→ GIVEN INSTRUCTION
Return each item below unchanged, reproducing every line character for character.

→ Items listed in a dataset
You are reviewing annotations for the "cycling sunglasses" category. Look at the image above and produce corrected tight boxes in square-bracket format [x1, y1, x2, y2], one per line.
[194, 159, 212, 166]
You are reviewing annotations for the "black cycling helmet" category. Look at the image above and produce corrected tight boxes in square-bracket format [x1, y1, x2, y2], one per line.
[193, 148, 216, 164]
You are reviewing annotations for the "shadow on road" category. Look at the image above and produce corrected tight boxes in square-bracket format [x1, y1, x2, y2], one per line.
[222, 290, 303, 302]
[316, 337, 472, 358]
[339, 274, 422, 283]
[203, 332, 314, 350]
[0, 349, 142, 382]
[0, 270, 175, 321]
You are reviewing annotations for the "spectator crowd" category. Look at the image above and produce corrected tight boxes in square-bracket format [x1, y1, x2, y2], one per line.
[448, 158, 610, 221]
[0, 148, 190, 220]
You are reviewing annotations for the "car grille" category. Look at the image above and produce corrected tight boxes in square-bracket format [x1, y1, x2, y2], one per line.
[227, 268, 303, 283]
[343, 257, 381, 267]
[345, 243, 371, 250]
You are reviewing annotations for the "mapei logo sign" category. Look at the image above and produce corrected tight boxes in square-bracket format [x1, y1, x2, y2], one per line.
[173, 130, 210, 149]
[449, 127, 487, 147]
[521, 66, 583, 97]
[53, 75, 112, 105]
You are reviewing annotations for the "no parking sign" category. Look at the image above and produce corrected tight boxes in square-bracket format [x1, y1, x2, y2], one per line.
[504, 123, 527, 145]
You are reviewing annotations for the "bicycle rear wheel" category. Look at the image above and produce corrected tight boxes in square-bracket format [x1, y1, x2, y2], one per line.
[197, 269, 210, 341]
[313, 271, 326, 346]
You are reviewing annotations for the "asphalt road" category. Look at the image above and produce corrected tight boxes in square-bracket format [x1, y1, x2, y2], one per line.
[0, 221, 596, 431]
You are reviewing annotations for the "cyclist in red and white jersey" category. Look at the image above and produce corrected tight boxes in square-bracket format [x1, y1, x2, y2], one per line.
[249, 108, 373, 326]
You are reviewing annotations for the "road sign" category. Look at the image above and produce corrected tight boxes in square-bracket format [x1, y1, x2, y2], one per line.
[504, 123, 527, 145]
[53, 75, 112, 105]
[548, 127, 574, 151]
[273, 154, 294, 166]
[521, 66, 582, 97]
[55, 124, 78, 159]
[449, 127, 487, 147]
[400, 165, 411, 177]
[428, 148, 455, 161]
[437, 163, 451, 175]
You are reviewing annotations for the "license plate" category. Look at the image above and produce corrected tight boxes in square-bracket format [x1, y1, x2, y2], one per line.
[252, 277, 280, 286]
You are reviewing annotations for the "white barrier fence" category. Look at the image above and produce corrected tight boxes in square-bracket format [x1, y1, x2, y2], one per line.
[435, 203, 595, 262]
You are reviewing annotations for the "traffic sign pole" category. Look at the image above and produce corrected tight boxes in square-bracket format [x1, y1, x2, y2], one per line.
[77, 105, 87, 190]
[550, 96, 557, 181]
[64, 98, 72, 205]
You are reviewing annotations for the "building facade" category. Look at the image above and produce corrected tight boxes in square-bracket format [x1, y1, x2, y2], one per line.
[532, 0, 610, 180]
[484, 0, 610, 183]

→ SOLUTION TO THIS EXERCISE
You are reviewing annotations for the "cycling sunglasses" category. Look at the image above and produce corrected tight boxes in square-bracket format [x1, y1, x2, y2], one per line.
[194, 159, 212, 166]
You are reviewing annotations for the "black cycling helmet" category. Look at the image above and produce corrected tight boxes in square-bracket format [x1, y1, x2, y2], one per line.
[193, 148, 216, 164]
You are reviewing annotations for the "shadow on road" category. Look at the image above and produce corrected tight boxes in square-bracket format [x1, y1, x2, y2], one per line.
[222, 290, 303, 302]
[316, 337, 472, 358]
[339, 274, 422, 283]
[203, 332, 314, 350]
[0, 349, 142, 382]
[0, 270, 175, 321]
You are reviewing annotations for the "spectator crowd" category. Look at the image above and produce corrected tight boxes in square-bracket format [x1, y1, x2, y2], one per line.
[448, 158, 610, 221]
[0, 148, 190, 220]
You are reviewing annotations for the "car grille" category. Look at the image above and produce corrected tight boxes in square-bracket format [x1, y1, x2, y2], one per line.
[227, 268, 303, 283]
[343, 257, 381, 267]
[345, 243, 371, 250]
You are reviewing annotations for the "mapei logo sign" category. Look at the image above and produce corrected tight boxes in square-bracket format [x1, y1, x2, y2], one per line.
[173, 130, 210, 149]
[449, 127, 487, 147]
[521, 66, 583, 97]
[53, 75, 112, 105]
You are reviewing annotations for the "no parking sign" category. Look at the image above and produce corrected tight boxes in square-bracket format [x1, y1, x2, y2], one per line.
[504, 123, 527, 145]
You are reviewing annotations for the "bicycle rear wheel" category. Look at the image above and produce corrected tight boxes in square-bracket format [x1, y1, x2, y2], one per line.
[197, 269, 210, 341]
[313, 271, 326, 346]
You are reviewing annotations for the "asphalt road" category. Look at the image above and produce corrected tight boxes in square-bracket format [x1, y1, x2, y2], one per line.
[0, 221, 596, 431]
You are reviewing annotations for the "cyclist in red and white jersey" category. Look at the image above and produce corrected tight boxes in square-bracket format [x1, y1, x2, y2], one per line.
[249, 108, 373, 326]
You are reviewing annotations for the "road sign" category. Look at the image above and produce corrected tight boxes in square-bracket format [x1, y1, x2, y2], one per line.
[504, 123, 527, 145]
[53, 75, 112, 105]
[548, 127, 574, 151]
[273, 154, 294, 166]
[521, 66, 582, 97]
[55, 124, 78, 159]
[449, 127, 487, 147]
[400, 165, 411, 177]
[428, 148, 455, 161]
[437, 163, 451, 175]
You are reviewing annotations for the "license plate" category. Look at the image above and produce corrected tight boxes in square-bracket format [x1, y1, x2, y2], one per line.
[252, 277, 280, 286]
You are reviewing annotations for the "white barrier fence" category. Look at the image above and produce corrected tight boxes in square-bracket format [x1, y1, x2, y2], one per line.
[435, 203, 595, 262]
You are reviewing annotations for the "traffic sign pole" category. Look at the image above and produce corrected tight boxes in square-bracket format [x1, y1, x2, y2], one per line.
[77, 105, 87, 190]
[550, 96, 557, 181]
[64, 98, 72, 205]
You are reviewing annotations for the "building facade" category. Look at the image above and produce corrected tight boxes in square-bracket format [x1, y1, x2, y2], one per line.
[532, 0, 610, 180]
[484, 0, 610, 183]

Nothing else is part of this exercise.